> _Actions to take_:
1) In the graveside service story, change "backhoe" to "bulldozer" and give the passage that starts at the words "As a young minister, I" and stops after "nowhere in sight.".
2) According to the graveside service story, what work had the overheard worker been doing for twenty years?

Excerpt to read START

# Oops!!!!!!!



## linescum (Apr 18, 2007)

As a young minister, I was asked by a funeral director to hold a graveside
service for a homeless man, with no family or friends. The funeral was to
be held at a cemetery way back in the country, and this man would be the
first to be laid to rest there.

As I was not familiar with the backwoods area, I became lost; and being a
typical man did not stop for directions. I finally
arrived an hour late. I saw the backhoe and the crew, who was eating
lunch, but the hearse was nowhere in sight.

I apologized to the workers for my tardiness, and stepped to the side of the
open grave, where I saw the vault lid already in
place. I assured the workers I would not hold them up for long, but this
was the proper thing to do. The workers gathered around, still eating their
lunch. I poured out my heart and soul.

As I preached the workers began to say "Amen," "Praise the Lord," and
"Glory"! I preached, and I preached, like I'd never
preached before: from Genesis all the way to Revelations. I closed the
lengthy service with a prayer and walked to my car.

As I was opening the door and taking off my coat, I overheard one of the
workers saying to another, "I ain't never seen
anything like that before and I've been putting in septic tanks for twenty
years."

Excerpt to read END
Exercise data START

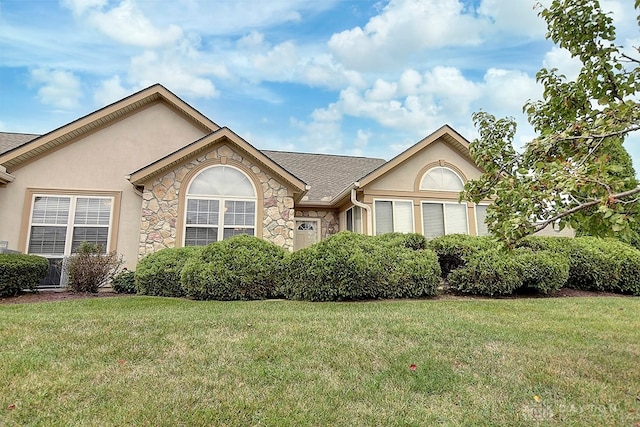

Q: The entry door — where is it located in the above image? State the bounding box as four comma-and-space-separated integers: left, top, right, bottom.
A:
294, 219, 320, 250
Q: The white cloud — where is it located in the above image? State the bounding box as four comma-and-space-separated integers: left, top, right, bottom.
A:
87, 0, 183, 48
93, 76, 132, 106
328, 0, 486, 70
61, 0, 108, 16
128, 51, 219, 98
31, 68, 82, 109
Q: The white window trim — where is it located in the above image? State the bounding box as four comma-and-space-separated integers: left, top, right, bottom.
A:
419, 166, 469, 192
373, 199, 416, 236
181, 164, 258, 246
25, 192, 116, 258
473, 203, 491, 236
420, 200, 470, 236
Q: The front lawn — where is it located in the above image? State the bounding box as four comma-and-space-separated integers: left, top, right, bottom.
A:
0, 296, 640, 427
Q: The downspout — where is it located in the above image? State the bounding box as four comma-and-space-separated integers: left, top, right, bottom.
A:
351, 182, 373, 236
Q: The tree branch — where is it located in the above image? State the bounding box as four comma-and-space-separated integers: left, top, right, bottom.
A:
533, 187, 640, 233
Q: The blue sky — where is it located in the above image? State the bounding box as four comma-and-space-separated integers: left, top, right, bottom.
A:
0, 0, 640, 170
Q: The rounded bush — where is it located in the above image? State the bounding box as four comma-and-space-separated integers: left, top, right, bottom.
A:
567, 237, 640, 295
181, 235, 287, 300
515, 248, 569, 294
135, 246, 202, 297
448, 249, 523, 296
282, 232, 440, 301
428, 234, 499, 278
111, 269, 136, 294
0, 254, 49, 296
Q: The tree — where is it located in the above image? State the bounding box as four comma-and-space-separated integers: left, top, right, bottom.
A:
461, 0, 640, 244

Exercise data END
Exercise data START

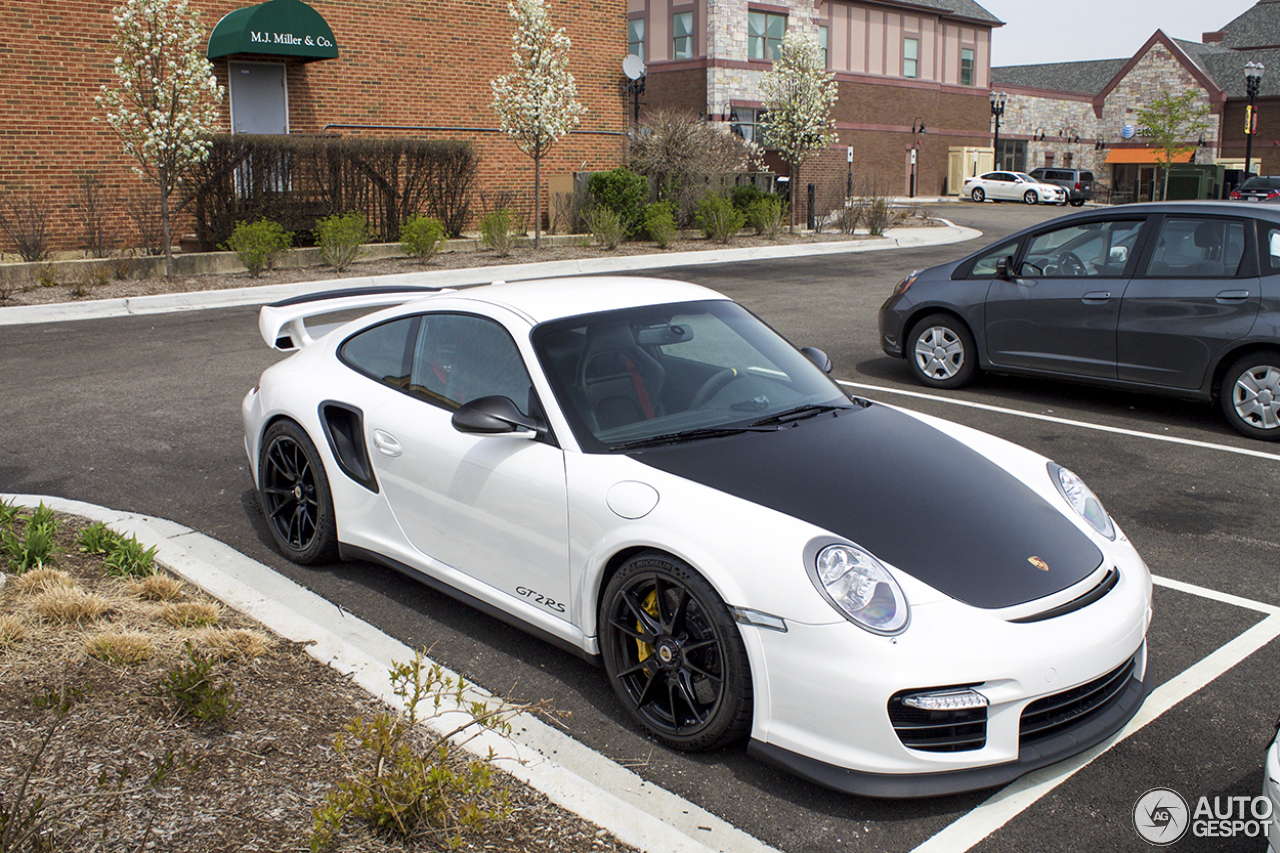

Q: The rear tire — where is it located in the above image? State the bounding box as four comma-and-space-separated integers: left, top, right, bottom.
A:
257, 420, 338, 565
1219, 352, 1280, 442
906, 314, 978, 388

Exercise data END

> _Solutions to the exercise_:
1)
As a young minister, I was asked by a funeral director to hold a graveside
service for a homeless man, with no family or friends. The funeral was to
be held at a cemetery way back in the country, and this man would be the
first to be laid to rest there.

As I was not familiar with the backwoods area, I became lost; and being a
typical man did not stop for directions. I finally
arrived an hour late. I saw the bulldozer and the crew, who was eating
lunch, but the hearse was nowhere in sight.

2) Putting in septic tanks.